• _Collected data_:
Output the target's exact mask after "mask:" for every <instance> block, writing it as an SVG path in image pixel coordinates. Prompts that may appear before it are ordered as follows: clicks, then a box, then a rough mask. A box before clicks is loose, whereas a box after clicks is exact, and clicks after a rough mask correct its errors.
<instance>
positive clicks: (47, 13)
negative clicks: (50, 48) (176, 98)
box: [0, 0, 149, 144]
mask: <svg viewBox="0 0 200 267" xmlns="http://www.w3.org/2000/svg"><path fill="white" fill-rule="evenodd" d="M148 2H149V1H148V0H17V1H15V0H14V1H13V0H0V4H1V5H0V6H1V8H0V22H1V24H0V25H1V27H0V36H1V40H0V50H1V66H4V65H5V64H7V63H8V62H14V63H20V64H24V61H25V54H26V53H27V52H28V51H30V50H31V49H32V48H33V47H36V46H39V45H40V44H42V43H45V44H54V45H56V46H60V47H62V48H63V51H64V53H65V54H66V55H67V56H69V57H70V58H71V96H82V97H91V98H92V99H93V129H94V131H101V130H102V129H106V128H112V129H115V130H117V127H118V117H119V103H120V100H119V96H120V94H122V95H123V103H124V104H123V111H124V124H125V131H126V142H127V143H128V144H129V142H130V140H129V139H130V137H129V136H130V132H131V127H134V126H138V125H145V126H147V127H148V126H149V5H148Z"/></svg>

• _Problem to work on_:
Return exactly the lines of the data, and only those, from the line with "positive clicks: (47, 13)" through the last line, inclusive.

• _Output of the exercise_:
positive clicks: (47, 13)
negative clicks: (50, 48) (176, 98)
box: [0, 0, 149, 144]
mask: <svg viewBox="0 0 200 267" xmlns="http://www.w3.org/2000/svg"><path fill="white" fill-rule="evenodd" d="M148 2H149V1H148V0H17V1H15V0H14V1H13V0H0V4H1V5H0V6H1V8H0V22H1V24H0V25H1V27H0V36H1V40H0V50H1V66H4V65H5V64H7V63H8V62H14V63H20V64H24V61H25V54H26V53H27V52H28V51H30V50H31V49H32V48H33V47H36V46H39V45H40V44H42V43H45V44H54V45H56V46H60V47H62V48H63V51H64V53H65V54H66V55H67V56H69V57H70V58H71V96H82V97H91V98H92V99H93V129H94V131H101V130H102V129H106V128H112V129H115V130H117V127H118V117H119V103H120V100H119V96H120V94H122V95H123V103H124V104H123V111H124V124H125V131H126V142H127V143H128V144H129V142H130V140H129V139H130V137H129V136H130V132H131V127H134V126H138V125H145V126H147V127H148V126H149V5H148Z"/></svg>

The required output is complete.